Supplied material:
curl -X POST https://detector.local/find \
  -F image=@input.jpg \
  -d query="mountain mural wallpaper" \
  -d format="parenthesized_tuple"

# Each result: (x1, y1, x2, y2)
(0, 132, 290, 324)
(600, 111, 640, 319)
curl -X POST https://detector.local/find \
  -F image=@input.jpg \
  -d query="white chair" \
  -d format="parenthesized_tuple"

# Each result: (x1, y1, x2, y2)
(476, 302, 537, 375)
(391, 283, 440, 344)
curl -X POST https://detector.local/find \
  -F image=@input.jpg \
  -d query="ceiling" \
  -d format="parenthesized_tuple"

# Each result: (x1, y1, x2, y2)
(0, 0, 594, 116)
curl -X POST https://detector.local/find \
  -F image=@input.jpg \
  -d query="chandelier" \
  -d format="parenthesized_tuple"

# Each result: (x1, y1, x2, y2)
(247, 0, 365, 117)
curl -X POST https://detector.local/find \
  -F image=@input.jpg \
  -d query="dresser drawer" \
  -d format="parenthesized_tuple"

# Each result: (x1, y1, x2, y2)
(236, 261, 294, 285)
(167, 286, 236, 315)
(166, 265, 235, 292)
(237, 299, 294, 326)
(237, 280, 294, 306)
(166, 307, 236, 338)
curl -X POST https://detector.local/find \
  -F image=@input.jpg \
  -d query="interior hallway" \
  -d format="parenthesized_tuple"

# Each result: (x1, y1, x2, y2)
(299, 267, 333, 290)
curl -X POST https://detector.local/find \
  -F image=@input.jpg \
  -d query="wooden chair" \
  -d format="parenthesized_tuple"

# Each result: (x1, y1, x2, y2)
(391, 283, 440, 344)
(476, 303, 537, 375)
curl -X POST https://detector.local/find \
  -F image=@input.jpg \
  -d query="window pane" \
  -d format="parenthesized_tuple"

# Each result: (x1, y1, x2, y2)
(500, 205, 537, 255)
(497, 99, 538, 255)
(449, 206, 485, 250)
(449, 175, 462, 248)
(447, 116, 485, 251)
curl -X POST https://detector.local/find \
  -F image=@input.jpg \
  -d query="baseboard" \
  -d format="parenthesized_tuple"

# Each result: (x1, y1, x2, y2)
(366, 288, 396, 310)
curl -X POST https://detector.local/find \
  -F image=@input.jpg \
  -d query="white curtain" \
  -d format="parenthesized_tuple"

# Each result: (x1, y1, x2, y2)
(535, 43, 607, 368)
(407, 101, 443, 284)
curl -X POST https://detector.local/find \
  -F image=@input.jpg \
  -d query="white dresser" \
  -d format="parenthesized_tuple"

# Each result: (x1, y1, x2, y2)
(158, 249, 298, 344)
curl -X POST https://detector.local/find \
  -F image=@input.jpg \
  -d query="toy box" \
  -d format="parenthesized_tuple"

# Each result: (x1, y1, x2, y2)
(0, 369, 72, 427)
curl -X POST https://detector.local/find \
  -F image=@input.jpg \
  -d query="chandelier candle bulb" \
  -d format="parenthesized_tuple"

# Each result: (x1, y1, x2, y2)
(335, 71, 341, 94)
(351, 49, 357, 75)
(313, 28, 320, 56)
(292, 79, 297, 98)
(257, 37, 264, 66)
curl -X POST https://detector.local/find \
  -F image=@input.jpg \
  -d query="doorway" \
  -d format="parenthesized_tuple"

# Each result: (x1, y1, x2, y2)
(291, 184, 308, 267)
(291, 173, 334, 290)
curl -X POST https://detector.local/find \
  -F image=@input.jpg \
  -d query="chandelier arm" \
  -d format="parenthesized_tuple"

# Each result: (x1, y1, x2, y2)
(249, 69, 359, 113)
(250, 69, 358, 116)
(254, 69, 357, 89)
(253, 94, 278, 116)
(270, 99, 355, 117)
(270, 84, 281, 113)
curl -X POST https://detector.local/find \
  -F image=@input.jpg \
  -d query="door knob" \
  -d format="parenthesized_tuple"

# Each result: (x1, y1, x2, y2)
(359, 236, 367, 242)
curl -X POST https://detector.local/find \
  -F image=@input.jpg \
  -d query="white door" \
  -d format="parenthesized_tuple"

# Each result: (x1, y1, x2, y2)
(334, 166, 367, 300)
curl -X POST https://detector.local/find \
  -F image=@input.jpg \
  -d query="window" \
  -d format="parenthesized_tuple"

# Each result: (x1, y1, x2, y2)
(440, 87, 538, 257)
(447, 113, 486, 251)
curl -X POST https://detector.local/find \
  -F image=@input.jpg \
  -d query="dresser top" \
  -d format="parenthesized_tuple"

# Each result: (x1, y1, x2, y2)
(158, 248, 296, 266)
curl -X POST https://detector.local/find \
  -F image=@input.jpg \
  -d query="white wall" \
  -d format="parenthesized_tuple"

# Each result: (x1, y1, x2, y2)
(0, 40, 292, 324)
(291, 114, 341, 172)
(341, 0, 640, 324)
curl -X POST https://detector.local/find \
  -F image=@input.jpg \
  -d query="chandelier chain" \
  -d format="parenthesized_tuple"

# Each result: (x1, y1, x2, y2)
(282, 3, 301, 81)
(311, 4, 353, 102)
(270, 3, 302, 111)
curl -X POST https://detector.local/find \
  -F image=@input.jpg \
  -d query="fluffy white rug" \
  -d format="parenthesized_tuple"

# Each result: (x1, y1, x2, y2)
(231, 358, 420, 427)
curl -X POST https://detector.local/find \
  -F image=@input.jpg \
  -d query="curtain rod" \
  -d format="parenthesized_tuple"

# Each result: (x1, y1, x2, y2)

What this task involves: Reproduce the records above exactly, character for character.

Task response:
curl -X POST https://detector.local/find \
  -F image=@input.jpg \
  -d query="mountain mural wallpaper" \
  -d format="parenthesized_tuple"

# Each result: (x1, y1, x2, y2)
(0, 132, 290, 324)
(600, 111, 640, 319)
curl -X POST https://detector.local/find \
  -F image=@input.jpg \
  -d query="white chair" \
  -d format="parenthesized_tuple"

# Each result: (x1, y1, x2, y2)
(476, 302, 537, 375)
(391, 283, 440, 344)
curl -X POST https://detector.local/find \
  -F image=@input.jpg \
  -d query="ceiling" \
  -d format="parenthesized_tuple"

# Each result: (x1, y1, x2, y2)
(0, 0, 594, 116)
curl -X POST https://detector.local/find \
  -F image=@input.jpg \
  -d query="chandelier" \
  -d format="parenthesized_tuple"

# Each result: (x1, y1, x2, y2)
(247, 0, 365, 117)
curl -X POST https://detector.local/find \
  -F image=@input.jpg \
  -d query="dresser drawer" \
  -d format="parenthesized_tuple"

# Each result: (x1, y1, x2, y2)
(236, 261, 294, 285)
(167, 286, 236, 315)
(166, 265, 235, 292)
(237, 299, 294, 326)
(237, 280, 294, 306)
(166, 307, 236, 338)
curl -X POST https://detector.local/find \
  -F image=@input.jpg \
  -d query="interior hallway" \
  -d format="parenthesized_tuple"

# Each result: (x1, y1, x2, y2)
(299, 267, 333, 290)
curl -X POST https://detector.local/find \
  -F image=@input.jpg \
  -d query="wooden chair" \
  -d format="parenthesized_tuple"

# Each result: (x1, y1, x2, y2)
(391, 283, 440, 344)
(476, 303, 537, 375)
curl -X POST https://detector.local/find \
  -F image=@input.jpg \
  -d query="window pane" \
  -d format="parenthesized_tuple"

# Each result: (x1, y1, x2, y2)
(500, 205, 537, 255)
(497, 99, 538, 255)
(449, 206, 485, 250)
(449, 175, 462, 248)
(447, 116, 485, 251)
curl -X POST https://detector.local/find \
  -F image=@input.jpg \
  -d query="baseboard" \
  -d format="parenthesized_tuple"

# Each result: (x1, y1, x2, y2)
(366, 288, 396, 310)
curl -X POST https://detector.local/find \
  -F image=@input.jpg \
  -d query="white curtain" \
  -d format="parenthesized_tuple"

# Each result: (x1, y1, x2, y2)
(535, 43, 607, 368)
(407, 101, 443, 284)
curl -X POST https://detector.local/find \
  -F image=@input.jpg \
  -d query="white dresser" \
  -d format="parenthesized_tuple"

# Each result: (x1, y1, x2, y2)
(158, 249, 298, 344)
curl -X POST https://detector.local/find \
  -F image=@input.jpg \
  -d query="toy box" \
  -d format="parenthesized_tuple"

# Each result: (x1, y1, x2, y2)
(0, 369, 72, 427)
curl -X POST https://detector.local/find \
  -F image=@input.jpg \
  -d query="chandelier candle bulb" \
  -d format="parenthesized_tuple"

# Each result: (x1, y1, x2, y2)
(335, 71, 341, 94)
(351, 49, 357, 75)
(313, 28, 320, 56)
(292, 79, 297, 98)
(257, 37, 264, 66)
curl -X POST https://detector.local/find \
  -F image=@input.jpg \
  -d query="doorway" \
  -d format="parenthesized_tuple"

# Each result: (x1, y1, x2, y2)
(291, 184, 308, 267)
(291, 173, 334, 290)
curl -X POST https://detector.local/find \
  -F image=@input.jpg \
  -d query="chandelier arm" \
  -d format="parenthesized_tuple"

# Each result: (x1, y1, x2, y2)
(249, 69, 359, 113)
(250, 69, 358, 116)
(254, 69, 357, 89)
(253, 94, 278, 116)
(270, 99, 355, 117)
(270, 84, 281, 113)
curl -X POST https://detector.local/find \
  -F image=@input.jpg \
  -d query="door knob" \
  -d format="parenthesized_tuple"

# Each result: (x1, y1, x2, y2)
(359, 236, 367, 242)
curl -X POST https://detector.local/find \
  -F image=@input.jpg \
  -d query="white door" \
  -d format="parenthesized_tuple"

# Each result: (x1, y1, x2, y2)
(334, 166, 367, 300)
curl -X POST https://detector.local/find \
  -F image=@input.jpg \
  -d query="window" \
  -d format="parenthesized_tuple"

# Each result: (x1, y1, x2, y2)
(440, 87, 538, 257)
(447, 113, 486, 251)
curl -X POST https://detector.local/find \
  -F image=@input.jpg \
  -d query="dresser top" \
  -d format="parenthesized_tuple"

# Each result: (x1, y1, x2, y2)
(158, 248, 296, 266)
curl -X POST https://detector.local/find \
  -F image=@input.jpg \
  -d query="white wall" \
  -d format="parenthesized_tuple"

# Each result: (x1, y1, x2, y2)
(0, 40, 292, 324)
(291, 114, 341, 172)
(341, 0, 640, 324)
curl -X POST https://detector.local/find \
  -F image=@input.jpg \
  -d query="chandelier chain" \
  -d format="parenthesized_tuple"

# Each result: (x1, y1, x2, y2)
(282, 3, 301, 81)
(311, 4, 353, 102)
(270, 3, 302, 111)
curl -X POST https://detector.local/find \
  -F image=@input.jpg \
  -d query="fluffy white rug" \
  -d format="parenthesized_tuple"

# Each result: (x1, y1, x2, y2)
(231, 358, 420, 427)
curl -X POST https://detector.local/find \
  -F image=@input.jpg \
  -d query="curtain rod" \
  -d format="parenthesized_tuple"

# Each result: (x1, y1, x2, y2)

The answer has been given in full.